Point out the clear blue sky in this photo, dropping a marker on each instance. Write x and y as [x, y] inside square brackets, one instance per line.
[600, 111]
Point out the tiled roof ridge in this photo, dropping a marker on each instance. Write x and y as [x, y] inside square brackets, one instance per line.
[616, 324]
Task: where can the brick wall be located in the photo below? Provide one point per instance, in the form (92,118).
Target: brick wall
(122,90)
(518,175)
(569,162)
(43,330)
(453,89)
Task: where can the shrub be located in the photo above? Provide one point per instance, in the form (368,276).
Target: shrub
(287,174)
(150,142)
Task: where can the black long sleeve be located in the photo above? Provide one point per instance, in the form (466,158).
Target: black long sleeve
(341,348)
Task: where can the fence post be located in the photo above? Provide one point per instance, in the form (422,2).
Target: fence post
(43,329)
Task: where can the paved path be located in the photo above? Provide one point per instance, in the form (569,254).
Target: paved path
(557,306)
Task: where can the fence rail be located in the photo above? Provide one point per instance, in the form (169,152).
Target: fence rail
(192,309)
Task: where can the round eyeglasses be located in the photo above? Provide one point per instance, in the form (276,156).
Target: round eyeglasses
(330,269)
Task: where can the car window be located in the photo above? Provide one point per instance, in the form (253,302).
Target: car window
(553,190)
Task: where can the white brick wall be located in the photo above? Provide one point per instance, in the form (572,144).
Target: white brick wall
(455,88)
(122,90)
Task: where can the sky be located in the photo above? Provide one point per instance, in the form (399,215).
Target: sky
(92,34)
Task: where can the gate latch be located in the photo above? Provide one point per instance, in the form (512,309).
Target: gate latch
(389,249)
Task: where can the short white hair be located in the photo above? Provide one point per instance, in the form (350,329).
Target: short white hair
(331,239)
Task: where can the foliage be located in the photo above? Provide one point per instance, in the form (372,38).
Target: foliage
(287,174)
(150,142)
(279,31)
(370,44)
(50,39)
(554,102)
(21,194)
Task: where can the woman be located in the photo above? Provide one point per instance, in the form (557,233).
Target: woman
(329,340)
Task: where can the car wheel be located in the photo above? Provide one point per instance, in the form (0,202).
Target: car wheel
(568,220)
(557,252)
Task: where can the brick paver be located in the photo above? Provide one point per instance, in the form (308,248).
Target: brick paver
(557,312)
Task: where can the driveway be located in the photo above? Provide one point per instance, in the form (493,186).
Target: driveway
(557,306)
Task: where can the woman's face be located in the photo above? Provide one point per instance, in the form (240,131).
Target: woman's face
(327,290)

════════════════════

● Exercise aim
Of the lines above, retype only those from the line containing "Target: shrub" through the line containing "Task: where can the car wheel", including both, exactly.

● Solution for this problem
Target: shrub
(287,174)
(150,142)
Task: where can the black long sleeve be located in the photo above? Provide one point per instance, in the form (466,158).
Target: black long sleeve
(341,348)
Task: where can the fence post be located in the photo above? Provide one point per instance, in the form (422,2).
Target: fence post
(43,329)
Task: where can the paved path be located in the photo above? Provide one point per instance, in the form (569,254).
Target: paved path
(557,306)
Task: where can the fence rail be located in the photo above? Provide one point per instance, in the form (169,152).
Target: fence rail
(192,309)
Task: where can the round eyeglasses be located in the photo above? Provide one point per instance, in the form (276,156).
Target: round eyeglasses
(330,269)
Task: where can the car window be located in the photo above? Provide one point per instance, in the form (253,302).
Target: car window
(553,190)
Task: where can the white brick wall be located in the photo above? Provide one point per instance, in the form (572,144).
Target: white brick wall
(455,88)
(122,90)
Task: where can the sky be located in the photo above? Provide one point per instance, in the form (399,215).
Target: sky
(92,34)
Task: where can the gate latch be located in the photo above? Provide one point per instance, in the form (512,309).
Target: gate latch
(389,249)
Task: where can the short white hair be located in the photo above? Provide one point per instance, in the form (350,329).
Target: short white hair
(331,239)
Task: where can the foliage be located in the photo above? Provide one point per instance, in the form (372,38).
Target: foliage
(287,174)
(150,142)
(279,31)
(370,44)
(50,39)
(554,102)
(21,194)
Task: where can the woman be located in the photo above? Provide one point per instance, in the form (557,233).
Target: woman
(329,340)
Task: where can the car wheel be located in the photo above? Provide one point per instance, in the form (0,202).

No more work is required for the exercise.